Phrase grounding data
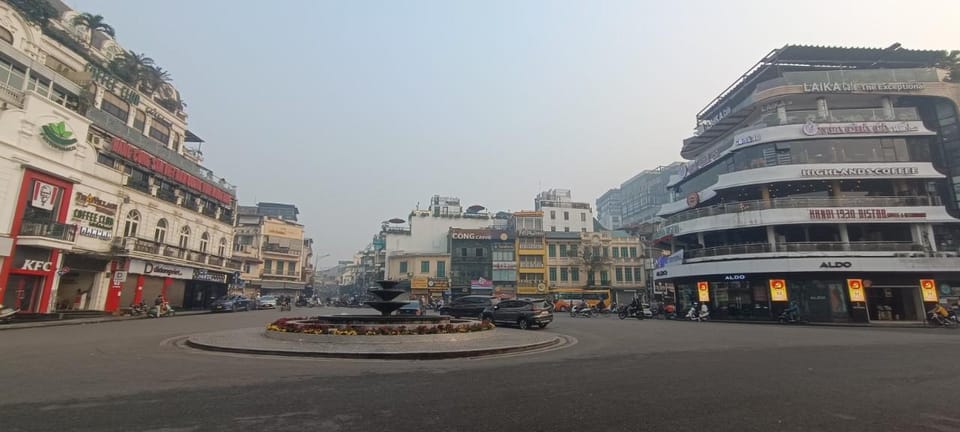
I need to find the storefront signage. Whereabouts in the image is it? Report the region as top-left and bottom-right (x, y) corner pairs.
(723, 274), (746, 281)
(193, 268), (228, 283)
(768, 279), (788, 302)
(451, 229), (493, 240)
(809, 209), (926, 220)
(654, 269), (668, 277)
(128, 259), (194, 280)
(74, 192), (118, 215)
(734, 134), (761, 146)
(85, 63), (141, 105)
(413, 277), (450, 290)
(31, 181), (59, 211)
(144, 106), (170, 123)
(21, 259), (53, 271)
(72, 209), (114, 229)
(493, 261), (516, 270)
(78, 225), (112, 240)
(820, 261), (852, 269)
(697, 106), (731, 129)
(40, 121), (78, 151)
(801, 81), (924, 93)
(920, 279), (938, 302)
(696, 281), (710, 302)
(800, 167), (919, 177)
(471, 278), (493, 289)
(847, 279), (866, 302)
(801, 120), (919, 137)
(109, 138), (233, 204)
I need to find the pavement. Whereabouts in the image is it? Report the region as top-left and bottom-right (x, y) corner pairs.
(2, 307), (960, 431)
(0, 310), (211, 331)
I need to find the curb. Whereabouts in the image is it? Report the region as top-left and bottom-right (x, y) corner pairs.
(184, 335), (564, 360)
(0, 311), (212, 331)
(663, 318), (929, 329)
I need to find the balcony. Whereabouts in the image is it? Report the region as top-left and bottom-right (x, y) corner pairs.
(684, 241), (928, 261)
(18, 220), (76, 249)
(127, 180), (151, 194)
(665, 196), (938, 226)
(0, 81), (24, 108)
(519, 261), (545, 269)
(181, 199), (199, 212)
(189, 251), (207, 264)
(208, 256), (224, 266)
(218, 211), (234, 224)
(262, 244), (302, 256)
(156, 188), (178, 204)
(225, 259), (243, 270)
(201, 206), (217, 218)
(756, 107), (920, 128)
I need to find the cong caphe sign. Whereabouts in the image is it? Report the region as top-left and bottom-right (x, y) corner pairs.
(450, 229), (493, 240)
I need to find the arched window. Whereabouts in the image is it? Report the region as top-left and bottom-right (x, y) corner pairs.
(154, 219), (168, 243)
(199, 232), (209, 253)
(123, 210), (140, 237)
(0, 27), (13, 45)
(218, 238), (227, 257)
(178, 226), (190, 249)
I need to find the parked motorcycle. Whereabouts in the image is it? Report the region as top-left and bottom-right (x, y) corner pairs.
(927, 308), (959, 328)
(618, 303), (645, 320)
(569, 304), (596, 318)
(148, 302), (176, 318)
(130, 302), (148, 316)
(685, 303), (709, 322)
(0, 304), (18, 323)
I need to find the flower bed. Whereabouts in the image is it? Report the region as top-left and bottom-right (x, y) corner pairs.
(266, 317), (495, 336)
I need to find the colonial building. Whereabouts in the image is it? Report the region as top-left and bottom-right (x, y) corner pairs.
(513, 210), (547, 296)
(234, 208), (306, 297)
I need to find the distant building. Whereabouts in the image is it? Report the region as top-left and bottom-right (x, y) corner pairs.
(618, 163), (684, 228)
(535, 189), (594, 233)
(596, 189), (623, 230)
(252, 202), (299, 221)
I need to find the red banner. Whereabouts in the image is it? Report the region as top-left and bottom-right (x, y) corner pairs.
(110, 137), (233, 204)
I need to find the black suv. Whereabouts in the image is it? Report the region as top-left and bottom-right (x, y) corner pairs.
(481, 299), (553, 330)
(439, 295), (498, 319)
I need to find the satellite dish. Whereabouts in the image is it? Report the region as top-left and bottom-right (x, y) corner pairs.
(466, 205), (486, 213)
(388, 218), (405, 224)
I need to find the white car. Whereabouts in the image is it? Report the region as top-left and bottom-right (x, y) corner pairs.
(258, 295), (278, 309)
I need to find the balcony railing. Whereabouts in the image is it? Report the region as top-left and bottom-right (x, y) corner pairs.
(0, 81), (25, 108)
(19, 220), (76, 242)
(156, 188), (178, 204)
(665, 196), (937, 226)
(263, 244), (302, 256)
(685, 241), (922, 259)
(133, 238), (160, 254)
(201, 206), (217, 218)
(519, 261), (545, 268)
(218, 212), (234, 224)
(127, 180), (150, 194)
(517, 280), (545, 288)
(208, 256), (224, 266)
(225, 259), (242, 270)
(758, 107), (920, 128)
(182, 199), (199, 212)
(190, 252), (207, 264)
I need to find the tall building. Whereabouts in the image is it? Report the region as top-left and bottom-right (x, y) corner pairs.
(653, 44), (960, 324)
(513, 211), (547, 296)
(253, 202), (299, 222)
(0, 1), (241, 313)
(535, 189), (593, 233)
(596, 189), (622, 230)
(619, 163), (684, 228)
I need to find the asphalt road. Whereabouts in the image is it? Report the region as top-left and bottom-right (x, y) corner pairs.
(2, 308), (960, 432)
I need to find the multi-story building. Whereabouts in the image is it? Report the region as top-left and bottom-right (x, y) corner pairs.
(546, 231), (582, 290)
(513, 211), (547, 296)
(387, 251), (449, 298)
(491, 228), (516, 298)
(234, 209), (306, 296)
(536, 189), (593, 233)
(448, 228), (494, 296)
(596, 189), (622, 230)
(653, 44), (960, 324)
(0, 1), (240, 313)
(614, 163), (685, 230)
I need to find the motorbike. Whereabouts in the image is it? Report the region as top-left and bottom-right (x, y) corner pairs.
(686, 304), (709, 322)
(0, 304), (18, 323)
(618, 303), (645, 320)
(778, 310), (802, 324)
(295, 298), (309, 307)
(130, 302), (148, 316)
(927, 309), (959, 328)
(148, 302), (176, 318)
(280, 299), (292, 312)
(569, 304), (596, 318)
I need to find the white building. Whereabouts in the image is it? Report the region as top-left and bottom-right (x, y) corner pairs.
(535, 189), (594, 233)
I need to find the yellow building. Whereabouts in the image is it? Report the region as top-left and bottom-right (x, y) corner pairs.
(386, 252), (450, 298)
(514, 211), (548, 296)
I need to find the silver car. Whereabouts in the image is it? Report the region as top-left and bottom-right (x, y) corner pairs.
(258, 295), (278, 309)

• **Work order**: Excluding the pictures, restate the records above word for word.

• **Exercise result**:
I need to find the storefront signage. Whereabouts in the image is it? Report the region as top-left and bottom-right (x, y) corner pairs.
(723, 274), (746, 281)
(193, 268), (228, 283)
(768, 279), (788, 302)
(451, 229), (493, 240)
(809, 209), (926, 220)
(654, 269), (668, 277)
(128, 259), (194, 280)
(74, 192), (118, 215)
(734, 134), (761, 146)
(85, 63), (141, 105)
(413, 277), (450, 290)
(31, 181), (59, 211)
(144, 106), (170, 123)
(21, 259), (53, 271)
(72, 209), (114, 229)
(493, 261), (516, 270)
(78, 225), (112, 240)
(820, 261), (852, 269)
(697, 106), (731, 129)
(40, 121), (78, 151)
(801, 81), (924, 93)
(920, 279), (938, 302)
(696, 281), (710, 302)
(800, 167), (919, 177)
(471, 278), (493, 289)
(847, 279), (866, 302)
(801, 120), (919, 137)
(109, 138), (233, 204)
I need to find the pavement. Whereabouts in the image is it? Report the region as top-left and bottom-right (x, y) corner pairs.
(2, 307), (960, 431)
(0, 310), (211, 331)
I need to find the curb. Whereabouts in the image is it? Report the region as top-left and bottom-right (x, y) corner pairs.
(184, 335), (564, 360)
(0, 311), (212, 331)
(663, 318), (929, 329)
I need to find the balcony. Whereabouts in the image is it? Report the region as top-left and bottom-right (x, y) corner pairs.
(684, 241), (928, 261)
(18, 220), (76, 249)
(127, 180), (151, 194)
(665, 196), (938, 226)
(0, 81), (24, 108)
(519, 261), (545, 269)
(181, 199), (199, 212)
(189, 251), (207, 264)
(208, 256), (224, 266)
(218, 211), (234, 224)
(262, 244), (302, 256)
(156, 188), (178, 204)
(225, 259), (243, 270)
(201, 206), (217, 218)
(756, 107), (920, 128)
I need to find the cong caphe sign. Whereabouts in the image is it? Report the region as top-left and bottom-right (x, y) corner pairs.
(450, 229), (493, 240)
I need to find the arched window. Whereabouts in the image is it? Report the region as top-left and bottom-right (x, y) corner pairs.
(154, 219), (168, 243)
(199, 232), (209, 253)
(123, 210), (140, 237)
(0, 27), (13, 45)
(218, 238), (227, 257)
(178, 226), (190, 249)
I need to find the parked motorcycle. Whereabouts in the image is it? Report the region as top-left and bottom-right (x, y) corner pairs.
(927, 308), (959, 328)
(618, 303), (645, 320)
(569, 304), (596, 318)
(148, 302), (176, 318)
(130, 302), (148, 316)
(685, 303), (709, 322)
(0, 304), (18, 323)
I need to find the flower bed. Whereabouts in the image is it? Report the region as top-left and bottom-right (x, y) corner pairs.
(266, 317), (495, 336)
I need to find the colonial building. Whereabouts in the image is it? Report the region as top-left and bottom-right (x, y) corner pairs.
(513, 210), (547, 296)
(234, 208), (306, 297)
I need to find the distant building. Whereabouts in the image is it? Report the region as top-left and bottom-right (x, y) corner pairs.
(618, 163), (684, 228)
(535, 189), (594, 233)
(596, 189), (623, 230)
(252, 202), (299, 221)
I need to find the red banner. Whereabouts in the image is it? Report the region as top-left and bottom-right (x, y) corner pairs.
(110, 137), (233, 204)
I need to find the black suv. Whereabouts in the image is it? Report the region as top-left and bottom-right (x, y) corner pairs.
(481, 299), (553, 330)
(439, 295), (498, 319)
I need to find the satellite dish. Whereabouts in the image is it? Report the region as top-left and bottom-right (x, y) corner pairs.
(466, 205), (486, 213)
(388, 218), (405, 224)
I need to find the white car. Whereabouts in the image is it? Report the region as top-left and bottom-right (x, y) corner pairs.
(258, 295), (278, 309)
I need to find the balcony railing. Whereabouts in the image is it? Report the region as top-left and bottom-right (x, y) corner pairs.
(0, 81), (25, 108)
(19, 220), (76, 242)
(156, 188), (178, 204)
(665, 196), (937, 226)
(263, 244), (302, 256)
(685, 241), (922, 259)
(133, 238), (160, 254)
(201, 206), (217, 218)
(519, 261), (545, 268)
(218, 212), (234, 224)
(127, 180), (150, 194)
(517, 280), (545, 288)
(208, 256), (224, 266)
(225, 259), (242, 270)
(758, 107), (920, 128)
(182, 199), (199, 212)
(190, 252), (207, 264)
I need to find the tall building. Whereabouts in the image is it? Report the region as top-left and bottom-right (x, y) corner pairs.
(653, 44), (960, 324)
(513, 211), (547, 296)
(253, 202), (299, 222)
(0, 1), (241, 313)
(535, 189), (593, 233)
(596, 189), (622, 230)
(619, 163), (684, 228)
I need to find the asphalt road. Whereabouts in the image is it? Report the region as top-left and bottom-right (x, y) corner pairs.
(2, 308), (960, 432)
I need to find the multi-story building. Whereabouts in the image is it? Report the region as top-left and bottom-right (x, y) corner pairs.
(546, 231), (582, 290)
(513, 211), (547, 296)
(387, 251), (449, 298)
(491, 228), (516, 298)
(234, 209), (306, 296)
(536, 189), (593, 233)
(448, 228), (494, 296)
(596, 189), (622, 230)
(653, 44), (960, 324)
(0, 1), (240, 313)
(614, 163), (685, 230)
I need to find the motorbike. Whereabouts in the image is it? Report the region as top-left and bottom-right (x, y) corner pairs.
(686, 304), (709, 322)
(0, 304), (18, 323)
(618, 303), (645, 320)
(778, 310), (802, 324)
(295, 298), (309, 307)
(130, 302), (148, 316)
(927, 309), (959, 328)
(148, 302), (176, 318)
(280, 299), (292, 312)
(569, 304), (596, 318)
I need to find the white building. Whereabouts in the image is it? Report the region as top-left and bottom-right (x, y) corner pairs.
(535, 189), (594, 233)
I need to find the yellow building. Whereabouts in the image is it? Report the region as top-left and bottom-right (x, y) corner pairs.
(386, 252), (450, 298)
(514, 211), (548, 296)
I need to find the silver car. Whereabouts in the image is it? Report the region as top-left and bottom-right (x, y) corner pairs.
(258, 295), (278, 309)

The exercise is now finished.